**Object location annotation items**

──────────

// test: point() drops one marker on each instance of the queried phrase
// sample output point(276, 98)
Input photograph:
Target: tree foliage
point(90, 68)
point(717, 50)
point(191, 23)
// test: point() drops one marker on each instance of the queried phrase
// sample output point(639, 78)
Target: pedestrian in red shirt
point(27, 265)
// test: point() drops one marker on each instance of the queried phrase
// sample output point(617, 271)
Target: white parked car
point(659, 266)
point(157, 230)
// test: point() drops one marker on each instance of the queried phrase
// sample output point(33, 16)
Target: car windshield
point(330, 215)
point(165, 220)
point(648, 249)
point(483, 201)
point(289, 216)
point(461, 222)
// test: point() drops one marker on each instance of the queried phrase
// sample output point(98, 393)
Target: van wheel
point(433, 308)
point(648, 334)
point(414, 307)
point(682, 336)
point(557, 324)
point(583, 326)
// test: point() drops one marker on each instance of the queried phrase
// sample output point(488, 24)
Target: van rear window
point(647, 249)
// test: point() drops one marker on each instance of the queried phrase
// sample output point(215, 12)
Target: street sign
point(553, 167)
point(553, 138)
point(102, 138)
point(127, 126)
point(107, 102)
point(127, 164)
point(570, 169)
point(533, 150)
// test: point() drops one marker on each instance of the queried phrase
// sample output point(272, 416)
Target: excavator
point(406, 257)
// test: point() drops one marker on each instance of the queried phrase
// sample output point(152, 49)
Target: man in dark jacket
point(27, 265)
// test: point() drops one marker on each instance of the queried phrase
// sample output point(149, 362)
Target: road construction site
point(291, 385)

──────────

**REQUIREMENT**
Write out all the items above again, switching "van" to "truck" and leaving everything else unchanged.

**EXPECTED ANSWER**
// test: point() drops one marker on each instance of the queried phrase
// sample output point(276, 98)
Input photograph:
Target: tree foliage
point(90, 68)
point(717, 50)
point(191, 23)
// test: point() drops one marker on each instance of the queried phrase
// sample output point(639, 78)
Target: pedestrian in red shirt
point(27, 265)
// test: point() drops one marker on each instance of the queried phrase
// sample output point(617, 271)
Target: white parked car
point(659, 266)
point(157, 230)
// test: point() drops one marker on each instance of the queried phrase
// sample output point(33, 16)
Target: car windshield
point(330, 215)
point(165, 220)
point(648, 249)
point(483, 201)
point(289, 216)
point(461, 222)
// test: point() drops one marker on each instance of the queried phrase
// sample output point(98, 393)
Target: truck wheel
point(433, 308)
point(648, 334)
point(414, 307)
point(682, 336)
point(557, 324)
point(583, 326)
// test: point() drops one marker on each instance of the queried phrase
// sample output point(488, 24)
Target: truck rear window
point(647, 249)
// test: point() drops one marker on each instance of the queried phrase
// sample output point(215, 12)
Target: street sign
point(553, 167)
point(553, 138)
point(102, 138)
point(127, 126)
point(107, 102)
point(127, 164)
point(570, 169)
point(533, 150)
// test: point() drops one marker on each instance of the queried phrase
// sample output point(272, 416)
Target: excavator
point(406, 257)
// test: point() drops one marker on each instance of the queried phrase
// sample output point(152, 49)
Target: man in dark jacket
point(27, 265)
// test: point() drops one marker on each instance of the queried phrase
// sample output point(149, 362)
Target: road construction site
point(291, 385)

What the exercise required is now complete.